### Problem:
Pick out each line in the items below that contains the word "bark" and copy it.

### Working data:
────────────────────────────────────────
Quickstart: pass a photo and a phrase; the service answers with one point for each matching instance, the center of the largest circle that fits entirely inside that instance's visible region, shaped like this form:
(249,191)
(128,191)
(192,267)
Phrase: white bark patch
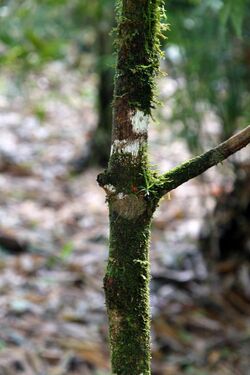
(121,196)
(140,122)
(127,147)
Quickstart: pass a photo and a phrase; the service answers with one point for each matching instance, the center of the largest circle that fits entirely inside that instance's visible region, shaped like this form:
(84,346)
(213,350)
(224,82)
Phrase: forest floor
(54,236)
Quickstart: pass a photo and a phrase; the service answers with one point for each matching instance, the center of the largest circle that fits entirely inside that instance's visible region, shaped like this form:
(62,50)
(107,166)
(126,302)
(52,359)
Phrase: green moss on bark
(127,294)
(138,42)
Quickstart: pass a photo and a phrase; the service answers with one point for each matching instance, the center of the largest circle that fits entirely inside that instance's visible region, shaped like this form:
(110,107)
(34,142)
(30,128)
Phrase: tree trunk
(133,190)
(126,282)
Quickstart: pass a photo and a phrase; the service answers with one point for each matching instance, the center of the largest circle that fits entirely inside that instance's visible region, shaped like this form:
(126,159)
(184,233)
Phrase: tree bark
(132,189)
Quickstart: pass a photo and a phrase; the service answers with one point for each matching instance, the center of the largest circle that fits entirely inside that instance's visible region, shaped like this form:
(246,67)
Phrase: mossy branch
(199,164)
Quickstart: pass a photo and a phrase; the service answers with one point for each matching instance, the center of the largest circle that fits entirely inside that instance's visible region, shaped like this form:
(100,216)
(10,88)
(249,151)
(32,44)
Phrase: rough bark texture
(126,282)
(132,190)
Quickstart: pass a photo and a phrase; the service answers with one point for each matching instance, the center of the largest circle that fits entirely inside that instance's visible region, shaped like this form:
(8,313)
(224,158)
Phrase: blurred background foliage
(208,53)
(52,49)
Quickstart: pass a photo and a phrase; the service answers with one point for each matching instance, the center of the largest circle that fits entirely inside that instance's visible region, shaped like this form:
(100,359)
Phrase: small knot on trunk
(103,179)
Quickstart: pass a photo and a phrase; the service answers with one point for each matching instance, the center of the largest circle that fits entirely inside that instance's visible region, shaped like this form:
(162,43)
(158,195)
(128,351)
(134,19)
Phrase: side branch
(199,164)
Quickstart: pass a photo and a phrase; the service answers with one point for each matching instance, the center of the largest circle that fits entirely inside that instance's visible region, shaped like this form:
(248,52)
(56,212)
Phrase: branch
(199,164)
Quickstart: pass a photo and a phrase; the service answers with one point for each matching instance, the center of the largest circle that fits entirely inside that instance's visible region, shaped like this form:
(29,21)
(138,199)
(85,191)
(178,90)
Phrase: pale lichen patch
(140,122)
(110,189)
(130,206)
(126,146)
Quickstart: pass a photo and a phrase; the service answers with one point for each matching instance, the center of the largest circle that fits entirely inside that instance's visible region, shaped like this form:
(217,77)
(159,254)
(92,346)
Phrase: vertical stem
(126,282)
(127,295)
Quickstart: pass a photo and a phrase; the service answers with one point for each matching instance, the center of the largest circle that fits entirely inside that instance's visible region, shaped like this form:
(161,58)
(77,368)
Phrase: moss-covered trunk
(127,294)
(132,190)
(126,183)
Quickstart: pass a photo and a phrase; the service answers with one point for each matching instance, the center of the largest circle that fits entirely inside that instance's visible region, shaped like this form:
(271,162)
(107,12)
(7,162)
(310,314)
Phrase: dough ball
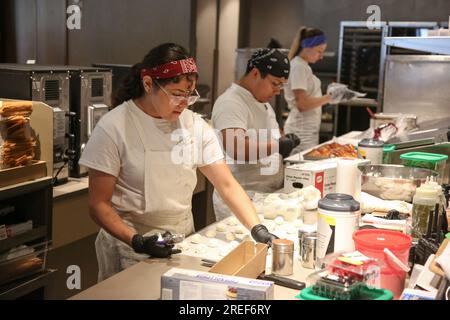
────────────────────────────────────────
### Expected output:
Phrase: white bark patch
Phrase: green moss on bark
Phrase: tree bark
Phrase: rough bark texture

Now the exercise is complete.